» **INFORMATION**
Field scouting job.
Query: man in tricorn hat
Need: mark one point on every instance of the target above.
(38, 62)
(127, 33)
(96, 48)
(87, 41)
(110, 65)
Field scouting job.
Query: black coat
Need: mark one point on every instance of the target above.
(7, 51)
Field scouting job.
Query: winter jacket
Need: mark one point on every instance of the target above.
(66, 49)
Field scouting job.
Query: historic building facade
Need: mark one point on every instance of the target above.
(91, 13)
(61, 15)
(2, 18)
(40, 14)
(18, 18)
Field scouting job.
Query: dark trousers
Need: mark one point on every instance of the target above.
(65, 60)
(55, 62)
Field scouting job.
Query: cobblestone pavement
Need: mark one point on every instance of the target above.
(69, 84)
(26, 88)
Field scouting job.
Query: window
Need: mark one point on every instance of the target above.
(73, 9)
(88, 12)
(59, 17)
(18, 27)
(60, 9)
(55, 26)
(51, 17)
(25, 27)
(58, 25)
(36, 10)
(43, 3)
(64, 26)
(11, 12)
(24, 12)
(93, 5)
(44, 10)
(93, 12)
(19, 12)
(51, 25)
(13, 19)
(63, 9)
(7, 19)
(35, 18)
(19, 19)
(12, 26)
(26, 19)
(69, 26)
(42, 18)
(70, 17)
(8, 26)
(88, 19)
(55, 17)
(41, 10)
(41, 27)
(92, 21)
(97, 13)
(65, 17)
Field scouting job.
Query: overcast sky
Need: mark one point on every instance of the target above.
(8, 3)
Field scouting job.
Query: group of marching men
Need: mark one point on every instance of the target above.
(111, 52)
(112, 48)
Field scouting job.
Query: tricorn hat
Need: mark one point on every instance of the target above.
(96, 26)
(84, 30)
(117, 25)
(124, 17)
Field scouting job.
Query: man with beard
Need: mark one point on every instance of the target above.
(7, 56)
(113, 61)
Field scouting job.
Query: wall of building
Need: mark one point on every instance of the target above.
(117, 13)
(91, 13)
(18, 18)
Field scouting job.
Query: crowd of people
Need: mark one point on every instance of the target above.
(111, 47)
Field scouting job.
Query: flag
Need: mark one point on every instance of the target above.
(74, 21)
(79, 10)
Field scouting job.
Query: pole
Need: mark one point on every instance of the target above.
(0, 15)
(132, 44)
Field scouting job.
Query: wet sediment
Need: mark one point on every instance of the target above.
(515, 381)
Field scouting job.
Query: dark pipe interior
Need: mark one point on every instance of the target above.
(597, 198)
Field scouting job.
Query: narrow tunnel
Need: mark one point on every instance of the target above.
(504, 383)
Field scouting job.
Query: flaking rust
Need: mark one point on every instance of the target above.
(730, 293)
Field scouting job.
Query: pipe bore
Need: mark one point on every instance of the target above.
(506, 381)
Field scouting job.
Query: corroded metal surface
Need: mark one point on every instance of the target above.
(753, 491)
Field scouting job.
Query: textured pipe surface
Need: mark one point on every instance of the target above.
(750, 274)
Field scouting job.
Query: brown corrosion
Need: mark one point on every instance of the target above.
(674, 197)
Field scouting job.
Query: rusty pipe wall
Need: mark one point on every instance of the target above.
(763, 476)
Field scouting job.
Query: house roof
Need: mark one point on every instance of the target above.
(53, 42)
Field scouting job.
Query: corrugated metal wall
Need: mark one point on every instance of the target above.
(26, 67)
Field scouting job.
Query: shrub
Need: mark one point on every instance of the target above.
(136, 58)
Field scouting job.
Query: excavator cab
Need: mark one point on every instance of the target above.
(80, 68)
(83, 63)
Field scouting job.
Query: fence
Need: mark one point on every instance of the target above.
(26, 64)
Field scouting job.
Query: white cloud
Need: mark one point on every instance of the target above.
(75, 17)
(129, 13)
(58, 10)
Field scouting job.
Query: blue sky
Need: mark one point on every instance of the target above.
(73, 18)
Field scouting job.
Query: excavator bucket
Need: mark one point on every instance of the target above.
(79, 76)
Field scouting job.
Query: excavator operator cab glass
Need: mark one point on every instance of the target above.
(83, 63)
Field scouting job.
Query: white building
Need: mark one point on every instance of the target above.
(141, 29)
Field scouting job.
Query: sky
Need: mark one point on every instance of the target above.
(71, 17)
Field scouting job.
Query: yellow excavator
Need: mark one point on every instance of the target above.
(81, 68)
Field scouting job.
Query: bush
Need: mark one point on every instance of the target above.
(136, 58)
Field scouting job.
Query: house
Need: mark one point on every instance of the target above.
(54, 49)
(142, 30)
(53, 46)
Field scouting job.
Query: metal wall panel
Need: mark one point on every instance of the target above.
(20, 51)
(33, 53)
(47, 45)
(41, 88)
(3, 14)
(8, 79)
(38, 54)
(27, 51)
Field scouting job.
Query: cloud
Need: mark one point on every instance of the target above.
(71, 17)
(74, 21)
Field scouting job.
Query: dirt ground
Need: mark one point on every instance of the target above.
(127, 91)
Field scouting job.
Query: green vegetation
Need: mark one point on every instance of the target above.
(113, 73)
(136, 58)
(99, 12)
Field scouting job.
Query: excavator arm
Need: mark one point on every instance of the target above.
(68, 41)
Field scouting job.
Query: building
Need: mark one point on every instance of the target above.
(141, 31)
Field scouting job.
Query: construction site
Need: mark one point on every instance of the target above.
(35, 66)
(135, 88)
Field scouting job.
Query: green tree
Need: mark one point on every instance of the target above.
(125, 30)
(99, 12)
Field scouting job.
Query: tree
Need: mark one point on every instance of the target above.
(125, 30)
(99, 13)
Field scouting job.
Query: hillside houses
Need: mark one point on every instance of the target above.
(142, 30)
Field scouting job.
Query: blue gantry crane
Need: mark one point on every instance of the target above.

» **ACTIVITY**
Retype the data in full, precisely as given.

» **WRITTEN ANSWER**
Field scouting job.
Query: man in tricorn hat
Need: mark one point on every instance of the target above.
(38, 62)
(127, 33)
(96, 48)
(87, 41)
(110, 65)
Field scouting job.
Query: black coat
Need: mark one point on every instance of the target above.
(7, 51)
Field scouting job.
Query: winter jacket
Need: mark one point on every instance of the target above.
(66, 49)
Field scouting job.
Query: historic building facade
Need: mark one point on every instance of the target above.
(91, 13)
(61, 15)
(2, 18)
(40, 14)
(18, 18)
Field scouting job.
Query: dark trousers
Need: mark one point on every instance of the target above.
(65, 60)
(55, 62)
Field scouting job.
Query: cobblestone pavement
Need: mark one point on every instance of the target above.
(69, 84)
(26, 88)
Field scouting job.
Query: window
Need: mark one point on every instance of the target above.
(73, 9)
(88, 12)
(59, 17)
(18, 27)
(60, 9)
(55, 26)
(51, 17)
(25, 27)
(58, 25)
(36, 10)
(43, 3)
(64, 26)
(11, 12)
(24, 12)
(93, 5)
(44, 10)
(93, 12)
(19, 12)
(51, 25)
(13, 19)
(63, 9)
(7, 19)
(35, 18)
(19, 19)
(12, 26)
(26, 19)
(69, 26)
(42, 18)
(70, 17)
(8, 26)
(88, 19)
(55, 17)
(41, 10)
(41, 27)
(92, 21)
(97, 13)
(65, 17)
Field scouting job.
Query: overcast sky
Need: mark one point on every instance of the target above.
(8, 3)
Field scouting job.
Query: group of marching men
Need: mark one point on every instance of the target above.
(111, 52)
(112, 48)
Field scouting job.
Query: tricorn hat
Need: mark one point on every instance of the target above.
(96, 26)
(84, 30)
(117, 25)
(124, 17)
Field scouting job.
Query: man with beard
Need: mark one point on every instance of the target above.
(7, 56)
(113, 61)
Field scouting job.
Query: wall of building
Need: mark one point on every instance of the target above.
(117, 13)
(91, 13)
(18, 18)
Field scouting job.
Query: crowd of people
Need: mark one point on every instance of the target above.
(111, 47)
Field scouting job.
Query: flag
Need: mark one point on every instance of the target above.
(74, 21)
(79, 10)
Field scouting job.
Query: pole
Need: mark one point on every instance of the target above.
(0, 15)
(132, 44)
Field scouting job.
Query: wet sediment
Need: mark one point on every instance of the target above.
(515, 381)
Field scouting job.
Query: dark pipe interior
Need: mark one point on every instance of the target above.
(597, 198)
Field scouting job.
Query: narrow tunnel
Need: mark one point on every instance of the target above.
(504, 383)
Field scouting job.
Query: flaking rust
Need: mark one point on every instance of the target above.
(730, 293)
Field scouting job.
Query: pipe bore
Need: mark one point on every instance of the target above.
(506, 381)
Field scouting job.
Query: corroded metal surface
Need: mark one point on every instance of the target above.
(753, 491)
Field scouting job.
Query: textured pipe surface
Need: mark one point on every instance of the target above.
(750, 274)
Field scouting job.
Query: brown corrosion
Need: mark one point on every instance of the target above.
(674, 197)
Field scouting job.
Query: rusty pipe wall
Need: mark one point on every instance of the target above.
(763, 476)
Field scouting job.
Query: house roof
Need: mark one point on every instance of the target above.
(53, 42)
Field scouting job.
Query: corrugated metal wall
Need: mark one point on every instance of the target above.
(26, 67)
Field scouting job.
Query: shrub
Need: mark one point on every instance of the target above.
(136, 58)
Field scouting job.
Query: excavator cab
Need: mark one point on every instance of the target above.
(80, 68)
(83, 63)
Field scouting job.
Query: fence
Need: mark one point on every instance of the target above.
(26, 64)
Field scouting job.
Query: white cloud
Need: mark one point on every instance of the target above.
(75, 17)
(129, 13)
(58, 10)
Field scouting job.
Query: blue sky
Need: mark one point on every instance of the target above.
(73, 18)
Field scouting job.
Query: excavator bucket
Need: mark one point on every instance of the target above.
(79, 76)
Field scouting job.
Query: excavator operator cab glass
Need: mark one point on every instance of the target above.
(83, 63)
Field scouting job.
Query: white building
Need: mark one point on every instance of the target above.
(141, 29)
Field scouting job.
Query: sky
Need: mark one point on every instance of the target above.
(71, 17)
Field scouting job.
Query: yellow excavator
Need: mark one point on every instance of the target above.
(81, 68)
Field scouting job.
Query: bush
Need: mark one point on every instance of the target above.
(136, 58)
Field scouting job.
Query: house
Need: mark one point on every instance of the target above.
(54, 49)
(142, 30)
(53, 46)
Field scouting job.
Query: metal wall panel
Need: mark one point on every instance of the target above.
(20, 51)
(33, 53)
(47, 45)
(41, 88)
(3, 14)
(8, 79)
(38, 54)
(27, 51)
Field scouting job.
Query: cloud
Need: mark one point on every instance of the target above.
(71, 17)
(74, 21)
Field scouting job.
Query: dirt ground
Need: mark one point on every instance of the target above.
(127, 91)
Field scouting job.
Query: green vegetation
Need: mark one point on every instance of the target above.
(113, 73)
(136, 58)
(99, 12)
Field scouting job.
Query: excavator arm
Need: mark one point on every instance of the target above.
(68, 41)
Field scouting job.
Query: building
Need: mark one point on every instance of the target above.
(141, 31)
Field scouting job.
Query: construction site
Need: mark one point on every instance of the target above.
(35, 66)
(135, 88)
Field scouting job.
Query: green tree
Need: mark one point on every instance of the target above.
(125, 30)
(99, 12)
Field scouting job.
Query: tree
Need: mark one point on every instance of the target above.
(125, 30)
(99, 13)
Field scouting job.
Query: hillside houses
Need: mark one point on every instance of the target above.
(142, 30)
Field scouting job.
Query: blue gantry crane
Need: mark one point on every instance of the target above.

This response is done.